VORLIEGENDER TEXT ::
——————————

Die geplanten Reformen des Staatsbürgerschaftsrechts

Einbürgern für Deutschland

Innenministerin Nancy Faeser hat einen Gesetzesentwurf für ein neues Staatsbürgerschaftsgesetz vorgelegt. Bevor dieser überhaupt im Kabinett diskutiert wird, überschlägt sich die Debatte bereits.

Insbesondere CDU und CSU laufen derzeit Sturm gegen die geplante Reform des Staatsbürgerschaftsgesetzes. CSU-Landesgruppenchef Alexander Do­brindt sagte der Bild-Zeitung: »Die deutsche Staatsbürgerschaft zu verramschen, fördert nicht die Integration, sondern ­bezweckt geradezu das Gegenteil und wird zusätzliche Pull-Effekte bei der ­illegalen Migration auslösen.« Immer wieder war zu hören, dass die Staatsbürgerschaft »am Ende eines Integrationsprozesses« stehen müsse, nicht am Anfang – so etwa von Thorsten Frei, dem Parlamentarischen Geschäftsführer der Unionsfraktion im Bundestag. Der CDU-Bundesvorsitzende Friedrich Merz sprach sich gegen die doppelte Staatsbürgerschaft aus und warnte vor Einwanderung in die Sozialsysteme.

Die Konservativen kritisieren vor allem zwei Punkte der Reform: Der Grundsatz der Vermeidung doppelter Staatsangehörigkeiten soll abgeschafft und die Frist, nach der die deutsche Staatsangehörigkeit beantragt werden kann, soll von acht auf fünf Jahre verkürzt werden. Darin ein Verramschen der deutschen Staatsbürgschaft zu sehen, ist weit hergeholt. Noch weiter hergeholt ist der Zusammenhang zur illegalisierten Migration. Damit hat der Gesetzentwurf überhaupt nichts zu tun, er betrifft ausschließlich Personen, die langfristig rechtmäßig in Deutschland ­leben – und ihren Lebensunterhalt selbst finanzieren.

Auch Verteidiger der Reform argumentieren vor allem damit, dass Migrant:innen Deutschland nützlich sein können.

Die Rede von Pull-Faktoren und Zuwanderung in die Sozialsystem ist also vor allem eines – rechtspopulistische Stimmungsmache. Die Äußerungen erinnern in Teilen an die Debatte über die doppelte Staatsangehörigkeit Ende der neunziger Jahre – 1998 hatte die Union unter dem Motto »Integration ja – doppelte Staatsangehörigkeit nein« eine Kampagne gegen ein ähnlich gelagertes Reformvorhaben der damaligen rot-grünen Bundesregierung geführt. Im darauffolgenden Jahr gewann die CDU unter anderem damit die Landtagswahl in Hessen – ihr Spitzenkandidat Roland Koch hatte sogar Unterschriften gegen den Regierungsentwurf für ein neues Staatsangehörigkeitsrecht sammeln lassen. »Wo kann ich hier gegen Ausländer unterschreiben?« fragten damals nicht wenige Wähler:innen an den Infoständen.

——————————

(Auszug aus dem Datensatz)
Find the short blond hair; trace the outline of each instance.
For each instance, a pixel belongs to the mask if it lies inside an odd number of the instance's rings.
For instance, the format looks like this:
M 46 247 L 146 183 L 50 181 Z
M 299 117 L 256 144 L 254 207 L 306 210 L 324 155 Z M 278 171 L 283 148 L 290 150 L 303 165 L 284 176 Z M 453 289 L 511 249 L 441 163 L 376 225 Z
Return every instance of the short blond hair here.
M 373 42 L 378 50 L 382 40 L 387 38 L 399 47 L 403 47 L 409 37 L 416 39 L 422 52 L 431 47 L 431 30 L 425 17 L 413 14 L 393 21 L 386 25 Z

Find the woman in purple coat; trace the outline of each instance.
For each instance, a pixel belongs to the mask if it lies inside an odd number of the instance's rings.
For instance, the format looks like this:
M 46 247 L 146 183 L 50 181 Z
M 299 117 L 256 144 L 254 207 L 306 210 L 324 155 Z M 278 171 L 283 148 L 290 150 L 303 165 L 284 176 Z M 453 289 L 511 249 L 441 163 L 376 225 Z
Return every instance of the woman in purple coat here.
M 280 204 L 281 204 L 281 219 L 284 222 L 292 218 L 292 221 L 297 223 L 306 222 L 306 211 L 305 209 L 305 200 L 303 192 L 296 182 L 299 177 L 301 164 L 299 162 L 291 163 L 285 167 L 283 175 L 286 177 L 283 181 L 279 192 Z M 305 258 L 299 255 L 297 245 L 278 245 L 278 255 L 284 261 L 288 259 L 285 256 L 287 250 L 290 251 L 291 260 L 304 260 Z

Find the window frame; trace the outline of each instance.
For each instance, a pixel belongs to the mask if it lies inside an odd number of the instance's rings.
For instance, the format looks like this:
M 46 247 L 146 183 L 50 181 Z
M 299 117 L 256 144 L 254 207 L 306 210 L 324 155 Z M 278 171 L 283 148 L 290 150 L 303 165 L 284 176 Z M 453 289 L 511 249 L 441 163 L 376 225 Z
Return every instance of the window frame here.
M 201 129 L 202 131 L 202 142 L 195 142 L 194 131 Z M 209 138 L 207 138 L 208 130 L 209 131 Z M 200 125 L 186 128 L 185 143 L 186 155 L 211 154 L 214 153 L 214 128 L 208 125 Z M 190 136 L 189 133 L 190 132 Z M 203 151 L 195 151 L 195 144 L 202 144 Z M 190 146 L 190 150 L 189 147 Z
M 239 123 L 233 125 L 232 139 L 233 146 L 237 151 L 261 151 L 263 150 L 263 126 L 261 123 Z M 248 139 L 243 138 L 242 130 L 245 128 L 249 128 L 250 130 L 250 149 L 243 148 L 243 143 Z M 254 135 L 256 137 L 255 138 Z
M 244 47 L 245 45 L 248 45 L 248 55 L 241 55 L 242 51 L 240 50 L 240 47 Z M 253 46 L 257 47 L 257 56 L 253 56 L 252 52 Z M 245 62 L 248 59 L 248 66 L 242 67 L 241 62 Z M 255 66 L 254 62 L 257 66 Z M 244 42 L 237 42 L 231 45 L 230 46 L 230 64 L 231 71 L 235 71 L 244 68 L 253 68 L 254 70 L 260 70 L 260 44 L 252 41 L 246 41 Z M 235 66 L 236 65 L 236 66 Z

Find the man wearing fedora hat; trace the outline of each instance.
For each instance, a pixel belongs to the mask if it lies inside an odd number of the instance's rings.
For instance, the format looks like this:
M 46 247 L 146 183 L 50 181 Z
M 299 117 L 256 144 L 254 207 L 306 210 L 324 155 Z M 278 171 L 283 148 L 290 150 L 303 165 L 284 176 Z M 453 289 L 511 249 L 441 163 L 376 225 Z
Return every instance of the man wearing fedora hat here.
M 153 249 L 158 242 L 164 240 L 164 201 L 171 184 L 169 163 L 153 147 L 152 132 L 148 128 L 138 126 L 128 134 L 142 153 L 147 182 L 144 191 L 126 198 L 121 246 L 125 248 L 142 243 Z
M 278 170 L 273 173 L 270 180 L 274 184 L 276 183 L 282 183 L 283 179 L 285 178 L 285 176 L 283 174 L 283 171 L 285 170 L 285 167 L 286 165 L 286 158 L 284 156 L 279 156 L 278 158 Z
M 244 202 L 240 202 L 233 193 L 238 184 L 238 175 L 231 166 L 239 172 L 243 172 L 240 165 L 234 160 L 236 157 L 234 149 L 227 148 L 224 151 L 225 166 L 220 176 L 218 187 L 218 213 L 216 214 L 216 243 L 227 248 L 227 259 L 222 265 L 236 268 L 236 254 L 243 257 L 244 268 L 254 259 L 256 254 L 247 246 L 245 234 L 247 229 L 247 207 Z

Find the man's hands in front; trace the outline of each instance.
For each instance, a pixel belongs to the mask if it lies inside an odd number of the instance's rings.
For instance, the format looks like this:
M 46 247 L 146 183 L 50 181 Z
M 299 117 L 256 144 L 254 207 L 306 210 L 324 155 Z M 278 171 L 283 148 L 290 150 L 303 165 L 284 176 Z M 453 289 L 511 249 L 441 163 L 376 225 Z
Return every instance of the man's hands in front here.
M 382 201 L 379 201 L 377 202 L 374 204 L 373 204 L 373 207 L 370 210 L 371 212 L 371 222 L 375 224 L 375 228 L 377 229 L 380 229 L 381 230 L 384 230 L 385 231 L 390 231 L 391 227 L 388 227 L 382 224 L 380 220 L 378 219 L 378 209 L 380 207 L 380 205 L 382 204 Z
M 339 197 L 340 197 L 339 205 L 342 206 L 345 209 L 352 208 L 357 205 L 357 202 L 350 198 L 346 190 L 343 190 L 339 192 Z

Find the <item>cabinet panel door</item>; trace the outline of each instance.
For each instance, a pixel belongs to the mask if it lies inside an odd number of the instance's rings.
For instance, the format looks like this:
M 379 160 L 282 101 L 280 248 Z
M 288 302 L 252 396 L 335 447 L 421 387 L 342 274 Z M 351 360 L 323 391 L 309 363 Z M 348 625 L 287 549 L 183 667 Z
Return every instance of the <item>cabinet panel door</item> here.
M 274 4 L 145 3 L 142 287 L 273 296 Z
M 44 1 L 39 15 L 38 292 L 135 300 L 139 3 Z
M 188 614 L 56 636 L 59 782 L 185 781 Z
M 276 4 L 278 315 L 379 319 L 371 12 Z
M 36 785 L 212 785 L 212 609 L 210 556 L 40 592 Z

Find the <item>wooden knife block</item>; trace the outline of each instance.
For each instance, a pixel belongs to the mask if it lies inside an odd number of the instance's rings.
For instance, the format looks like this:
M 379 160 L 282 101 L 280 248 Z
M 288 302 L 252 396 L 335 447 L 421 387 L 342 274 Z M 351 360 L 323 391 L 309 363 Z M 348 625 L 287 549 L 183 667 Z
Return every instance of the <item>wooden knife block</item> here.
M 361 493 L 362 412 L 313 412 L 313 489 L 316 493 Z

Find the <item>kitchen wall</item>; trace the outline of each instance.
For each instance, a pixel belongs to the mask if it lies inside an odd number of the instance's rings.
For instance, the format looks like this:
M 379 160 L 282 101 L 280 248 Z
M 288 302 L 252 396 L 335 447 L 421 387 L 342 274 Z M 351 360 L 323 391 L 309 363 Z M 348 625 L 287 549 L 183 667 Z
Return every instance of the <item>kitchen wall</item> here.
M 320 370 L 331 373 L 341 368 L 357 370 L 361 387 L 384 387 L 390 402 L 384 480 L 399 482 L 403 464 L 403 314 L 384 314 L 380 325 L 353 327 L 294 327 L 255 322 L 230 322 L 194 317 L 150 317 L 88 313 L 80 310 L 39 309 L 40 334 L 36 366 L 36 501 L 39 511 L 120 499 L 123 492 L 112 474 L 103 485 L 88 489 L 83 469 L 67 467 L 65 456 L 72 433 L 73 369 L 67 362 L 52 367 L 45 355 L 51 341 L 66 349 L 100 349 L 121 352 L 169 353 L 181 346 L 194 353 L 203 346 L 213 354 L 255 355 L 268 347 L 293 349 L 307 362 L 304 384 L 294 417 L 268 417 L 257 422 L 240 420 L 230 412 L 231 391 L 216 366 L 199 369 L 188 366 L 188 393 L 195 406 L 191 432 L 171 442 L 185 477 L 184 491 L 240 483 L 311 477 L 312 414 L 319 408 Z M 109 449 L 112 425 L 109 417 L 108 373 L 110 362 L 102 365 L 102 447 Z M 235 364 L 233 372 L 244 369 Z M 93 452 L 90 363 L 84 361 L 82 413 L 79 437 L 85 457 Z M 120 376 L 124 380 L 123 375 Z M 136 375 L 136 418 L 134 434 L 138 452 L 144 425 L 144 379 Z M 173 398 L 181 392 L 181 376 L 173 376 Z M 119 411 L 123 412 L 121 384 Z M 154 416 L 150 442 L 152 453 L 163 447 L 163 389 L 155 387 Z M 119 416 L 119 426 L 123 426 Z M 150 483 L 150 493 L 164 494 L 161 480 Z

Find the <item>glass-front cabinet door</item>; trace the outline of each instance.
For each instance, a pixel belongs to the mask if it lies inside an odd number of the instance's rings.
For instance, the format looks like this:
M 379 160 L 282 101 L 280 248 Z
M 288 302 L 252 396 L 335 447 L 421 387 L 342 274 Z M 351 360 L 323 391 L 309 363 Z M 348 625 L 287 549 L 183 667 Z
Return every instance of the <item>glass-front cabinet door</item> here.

——————————

AUFGABEN ::
a – Von wie vielen auf wie viele Jahre soll laut dem Text zum Staatsbürgerschaftsrecht die Frist verkürzt werden, nach der die deutsche Staatsangehörigkeit beantragt werden kann?
b – Aktualisiere in den Datensätzen die Zeilen, beginnend mit der Zeile, die "Find the <item>cabinet" enthält, und endend mit der Zeile, die "M 361 493 L" enthält: Ersetze darin "outline" durch "contour" und gib nur diese Zeilen aus.
Der Text und die Datensätze sind zwei voneinander unabhängige Materialien.

LÖSUNGEN IM EINZELNEN ::
a – Von acht auf fünf Jahre.

b –
Find the <item>cabinet panel door</item>; trace the contour of each instance.
For each instance, a pixel belongs to the mask if it lies inside an odd number of the instance's rings.
For instance, the format looks like this:
M 379 160 L 282 101 L 280 248 Z
M 288 302 L 252 396 L 335 447 L 421 387 L 342 274 Z M 351 360 L 323 391 L 309 363 Z M 348 625 L 287 549 L 183 667 Z
Return every instance of the <item>cabinet panel door</item> here.
M 274 4 L 145 3 L 142 287 L 273 296 Z
M 44 1 L 39 15 L 38 292 L 135 300 L 139 3 Z
M 188 614 L 56 636 L 59 782 L 185 781 Z
M 276 4 L 278 315 L 379 319 L 371 12 Z
M 36 785 L 212 785 L 212 609 L 210 556 L 40 592 Z

Find the <item>wooden knife block</item>; trace the contour of each instance.
For each instance, a pixel belongs to the mask if it lies inside an odd number of the instance's rings.
For instance, the format looks like this:
M 379 160 L 282 101 L 280 248 Z
M 288 302 L 252 396 L 335 447 L 421 387 L 342 274 Z M 351 360 L 323 391 L 309 363 Z M 348 625 L 287 549 L 183 667 Z
Return every instance of the <item>wooden knife block</item> here.
M 361 493 L 362 412 L 313 412 L 313 489 L 316 493 Z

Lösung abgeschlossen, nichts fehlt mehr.